**Provided text**
▬▬▬▬▬▬▬▬▬▬
The Supreme Court today granted certiorari in District Attorney’s Office v. Osborne (No. 08-6, opinion below: 521 F.3d 1118 (9th Cir. 2008)). At issue is whether a prisoner convicted of rape can sue a prosecutor’s office to obtain DNA evidence for more sophisticated testing than was available at the time of the prisoner’s trial. Lurking in the background is the difficult constitutional question of whether the prisoner would be entitled to obtain his release through a federal habeas corpus petition if DNA testing proved his innocence. The Supreme Court has repeatedly dodged this issue in the past, refusing squarely to hold whether or not innocent prisoners have a constitutional right to be relieved from their punishment under the Due Process Clause. See, e.g., House v. Bell, 547 U.S. 518 (2006).
The formalists on the Court have a hard time swallowing any constitutional rights that are not spelled out in explicit detail in the text of the Constitution, but I’ve always thought that “due process,” if it is to mean anything at all, must surely include a right not to be punished if one is not guilty. I think most Americans would be shocked to learn that the state may simply ignore persuasive evidence of innocence and continue to hold a prisoner for years (or potentially even execute the prisoner) despite grave doubts as to the prisoner’s guilt. New forensics technology (especially DNA testing) will eventually force the courts to tell us once and for all whether that is indeed the state of the law.
▬▬▬▬▬▬▬▬▬▬
**Listed entries**
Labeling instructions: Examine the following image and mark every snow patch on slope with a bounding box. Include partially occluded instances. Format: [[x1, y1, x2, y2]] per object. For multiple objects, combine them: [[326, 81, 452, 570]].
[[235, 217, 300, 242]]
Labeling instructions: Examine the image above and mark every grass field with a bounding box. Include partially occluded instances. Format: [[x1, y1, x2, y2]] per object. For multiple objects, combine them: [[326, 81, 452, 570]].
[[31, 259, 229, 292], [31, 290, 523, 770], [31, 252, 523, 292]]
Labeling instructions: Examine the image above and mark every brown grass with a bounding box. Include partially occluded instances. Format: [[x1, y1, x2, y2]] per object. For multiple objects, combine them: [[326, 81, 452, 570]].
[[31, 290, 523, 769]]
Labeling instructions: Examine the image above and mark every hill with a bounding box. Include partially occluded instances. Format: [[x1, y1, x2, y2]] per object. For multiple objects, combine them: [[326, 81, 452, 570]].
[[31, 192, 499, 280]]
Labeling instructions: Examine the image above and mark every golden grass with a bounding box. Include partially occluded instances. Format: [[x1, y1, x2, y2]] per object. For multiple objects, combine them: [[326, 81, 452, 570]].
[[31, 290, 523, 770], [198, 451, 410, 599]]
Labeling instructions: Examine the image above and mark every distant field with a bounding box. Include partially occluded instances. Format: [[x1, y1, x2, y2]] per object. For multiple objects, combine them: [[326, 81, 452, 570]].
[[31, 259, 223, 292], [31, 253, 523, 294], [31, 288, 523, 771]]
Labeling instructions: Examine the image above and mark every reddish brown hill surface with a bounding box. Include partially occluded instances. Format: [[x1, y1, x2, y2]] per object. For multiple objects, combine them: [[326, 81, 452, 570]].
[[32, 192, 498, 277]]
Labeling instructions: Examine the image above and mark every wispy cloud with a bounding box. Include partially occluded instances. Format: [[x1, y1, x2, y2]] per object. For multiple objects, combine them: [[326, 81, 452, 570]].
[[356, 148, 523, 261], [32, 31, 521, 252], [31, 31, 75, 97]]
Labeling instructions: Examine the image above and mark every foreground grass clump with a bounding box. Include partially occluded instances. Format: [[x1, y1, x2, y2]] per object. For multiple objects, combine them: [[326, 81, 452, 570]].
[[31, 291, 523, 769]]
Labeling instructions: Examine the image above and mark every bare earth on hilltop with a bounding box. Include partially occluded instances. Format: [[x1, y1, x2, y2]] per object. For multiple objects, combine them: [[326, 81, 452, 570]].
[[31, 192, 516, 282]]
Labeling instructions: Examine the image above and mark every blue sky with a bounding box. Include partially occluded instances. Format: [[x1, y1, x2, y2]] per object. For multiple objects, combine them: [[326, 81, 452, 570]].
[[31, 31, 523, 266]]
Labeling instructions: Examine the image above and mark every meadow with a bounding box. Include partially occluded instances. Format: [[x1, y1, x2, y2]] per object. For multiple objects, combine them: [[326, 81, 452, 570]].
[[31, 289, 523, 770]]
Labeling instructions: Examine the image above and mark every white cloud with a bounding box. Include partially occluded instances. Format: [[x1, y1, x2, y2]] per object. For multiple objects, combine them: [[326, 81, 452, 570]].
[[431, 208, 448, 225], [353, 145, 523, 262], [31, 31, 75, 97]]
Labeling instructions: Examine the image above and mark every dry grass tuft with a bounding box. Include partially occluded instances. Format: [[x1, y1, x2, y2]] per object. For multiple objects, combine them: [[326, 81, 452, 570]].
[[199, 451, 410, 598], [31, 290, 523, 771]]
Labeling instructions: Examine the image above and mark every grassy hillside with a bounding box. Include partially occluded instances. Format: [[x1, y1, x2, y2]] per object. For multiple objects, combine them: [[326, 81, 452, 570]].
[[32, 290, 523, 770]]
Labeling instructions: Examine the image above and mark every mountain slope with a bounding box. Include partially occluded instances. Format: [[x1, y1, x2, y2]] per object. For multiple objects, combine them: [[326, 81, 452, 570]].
▬▬▬▬▬▬▬▬▬▬
**What needs to be done**
Keep writing the piece on the Supreme Court's Osborne DNA-evidence case, starting after its last sentence.

**Output below**
Around the blogosphere, the Kansas Federal Defender Blog posts on Osborne here, observing:
Now, the government has sought cert, wanting to deny DNA testing as a constitutional right. This may have caught media attention just because of the Palin/Alaska hook, but this is a rather fundamental question of fairness and integrity. It is hard to imagine why anyone, even prosecutors, would object to such testing if there is the possibility of exoneration of an innocent person.
The Crime and Federalism Blog discussed the Ninth Circuit’s Osborne decision here, helpfully noting a connection with the Supreme Court’s infamous decision in Arizona v. Youngblood:
How many more innocent men will be released [before] judges will decide that not allowing testing is unacceptable and unconstitutional? You would think that judges would seek to get past Arizona v. Youngblood, 488 U.S. 51 (1988). In Youngblood, the Supreme Court held that the state does not have a duty to preserve physical evidence of a crime. Unfortunately, Youngblood was actually innocent of the crime he was convicted of; and if the state had preserved the evidence, he would have left prison a free man.
Will the Court now learn from the tragic mistake of Youngblood?